WORK TO COMPLETE
Output exactly, with nothing added, the entries from the first line through the line with "Target: brick paver".

[Stored data entries]
====

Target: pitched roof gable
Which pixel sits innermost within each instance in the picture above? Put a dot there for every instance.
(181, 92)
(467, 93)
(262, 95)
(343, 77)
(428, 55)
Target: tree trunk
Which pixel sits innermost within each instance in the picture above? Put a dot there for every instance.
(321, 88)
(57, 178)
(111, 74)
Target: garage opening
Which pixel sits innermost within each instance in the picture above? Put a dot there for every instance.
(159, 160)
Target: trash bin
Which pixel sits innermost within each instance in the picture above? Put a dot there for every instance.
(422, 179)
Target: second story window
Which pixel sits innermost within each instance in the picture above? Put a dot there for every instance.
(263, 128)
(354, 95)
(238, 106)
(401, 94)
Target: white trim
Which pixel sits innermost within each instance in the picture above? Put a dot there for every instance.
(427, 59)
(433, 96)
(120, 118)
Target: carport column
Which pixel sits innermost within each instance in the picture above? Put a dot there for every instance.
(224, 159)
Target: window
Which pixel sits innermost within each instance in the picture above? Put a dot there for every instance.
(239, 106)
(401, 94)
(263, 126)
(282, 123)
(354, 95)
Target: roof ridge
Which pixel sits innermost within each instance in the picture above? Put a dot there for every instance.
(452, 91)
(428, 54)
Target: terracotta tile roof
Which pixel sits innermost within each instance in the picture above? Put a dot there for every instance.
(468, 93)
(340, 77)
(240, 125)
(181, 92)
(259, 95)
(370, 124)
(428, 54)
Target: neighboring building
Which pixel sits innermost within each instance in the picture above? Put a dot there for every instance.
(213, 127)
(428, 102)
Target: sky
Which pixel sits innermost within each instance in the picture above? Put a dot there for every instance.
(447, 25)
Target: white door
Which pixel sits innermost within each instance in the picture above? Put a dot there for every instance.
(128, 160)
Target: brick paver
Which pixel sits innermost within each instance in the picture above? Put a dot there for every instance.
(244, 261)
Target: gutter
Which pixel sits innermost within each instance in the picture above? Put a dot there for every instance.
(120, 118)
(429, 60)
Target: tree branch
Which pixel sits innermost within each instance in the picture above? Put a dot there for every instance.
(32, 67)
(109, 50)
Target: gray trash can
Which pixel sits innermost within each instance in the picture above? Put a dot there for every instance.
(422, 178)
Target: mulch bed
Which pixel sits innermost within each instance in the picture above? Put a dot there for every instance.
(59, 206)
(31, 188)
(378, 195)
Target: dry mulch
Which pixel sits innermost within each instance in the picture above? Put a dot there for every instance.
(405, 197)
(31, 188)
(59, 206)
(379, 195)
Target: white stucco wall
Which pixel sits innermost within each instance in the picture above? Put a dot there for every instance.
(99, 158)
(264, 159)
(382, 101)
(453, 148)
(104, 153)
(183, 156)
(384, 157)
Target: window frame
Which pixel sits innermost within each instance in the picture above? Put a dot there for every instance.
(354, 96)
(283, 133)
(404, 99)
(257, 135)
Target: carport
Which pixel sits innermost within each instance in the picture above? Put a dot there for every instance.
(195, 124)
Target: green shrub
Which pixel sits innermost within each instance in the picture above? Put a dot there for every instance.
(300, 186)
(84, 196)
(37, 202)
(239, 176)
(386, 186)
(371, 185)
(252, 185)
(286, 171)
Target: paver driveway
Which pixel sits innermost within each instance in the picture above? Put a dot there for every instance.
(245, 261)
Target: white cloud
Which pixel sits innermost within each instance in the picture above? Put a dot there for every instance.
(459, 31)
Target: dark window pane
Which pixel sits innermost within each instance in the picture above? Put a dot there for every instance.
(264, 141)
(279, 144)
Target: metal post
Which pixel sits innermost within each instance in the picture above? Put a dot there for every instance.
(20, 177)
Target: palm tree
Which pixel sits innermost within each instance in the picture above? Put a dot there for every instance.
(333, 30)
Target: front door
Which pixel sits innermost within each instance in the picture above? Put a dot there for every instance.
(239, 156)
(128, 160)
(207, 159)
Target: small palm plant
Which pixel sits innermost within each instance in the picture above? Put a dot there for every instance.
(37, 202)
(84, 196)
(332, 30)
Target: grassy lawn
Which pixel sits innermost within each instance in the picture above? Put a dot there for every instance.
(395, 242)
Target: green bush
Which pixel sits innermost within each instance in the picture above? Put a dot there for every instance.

====

EXERCISE RESPONSE
Target: pitched roof gable
Which pixel sits innermost within each instance in the picture above? Put a dot there for every instance.
(181, 92)
(467, 93)
(262, 95)
(343, 77)
(428, 55)
Target: tree trunk
Which pixel sits innermost within each instance in the picture above? Put a dot there for every instance.
(321, 88)
(57, 178)
(111, 74)
Target: garage opening
Which pixel sits innermost within each instance in the picture above? Put a dot there for every instance.
(159, 160)
Target: trash bin
Which pixel sits innermost within each instance in the picture above? Put a dot there for every instance.
(422, 179)
Target: second story window
Which pixel sits innermost within each instance in the picture above? Put a dot there for every instance.
(263, 128)
(354, 95)
(238, 106)
(401, 94)
Target: white trim
Which pixel sits innermost within each instance in the picture above? Put a dot there for every instance.
(427, 59)
(433, 96)
(120, 118)
Target: carport column
Which pixel sits innermost within each instance in the picture above? Put a dot there for every instance.
(224, 159)
Target: window
Which pixel sits innermost within each instance in the picture above? Put a dot there for every instance.
(239, 106)
(401, 94)
(263, 126)
(282, 123)
(354, 95)
Target: roof ridge
Which pixel sits innermost within each instance in the picture above? Put a dot there for every instance.
(452, 91)
(428, 54)
Target: terracotta tile roof
Which pixel sits innermost within each instance in the picture above? Put a dot there for every instance.
(468, 93)
(340, 77)
(240, 125)
(181, 92)
(259, 95)
(370, 124)
(428, 54)
Target: neighboring building
Which pixel sits innermost within each instance in the picture above? Put a dot there for every instance.
(213, 127)
(428, 102)
Target: sky
Which pixel sits innermost within each instance in the picture above? Put a dot there for every instance.
(447, 25)
Target: white door
Which pixel sits innermost within each instance in the picture above? Put a dot there for every instance.
(128, 160)
Target: brick paver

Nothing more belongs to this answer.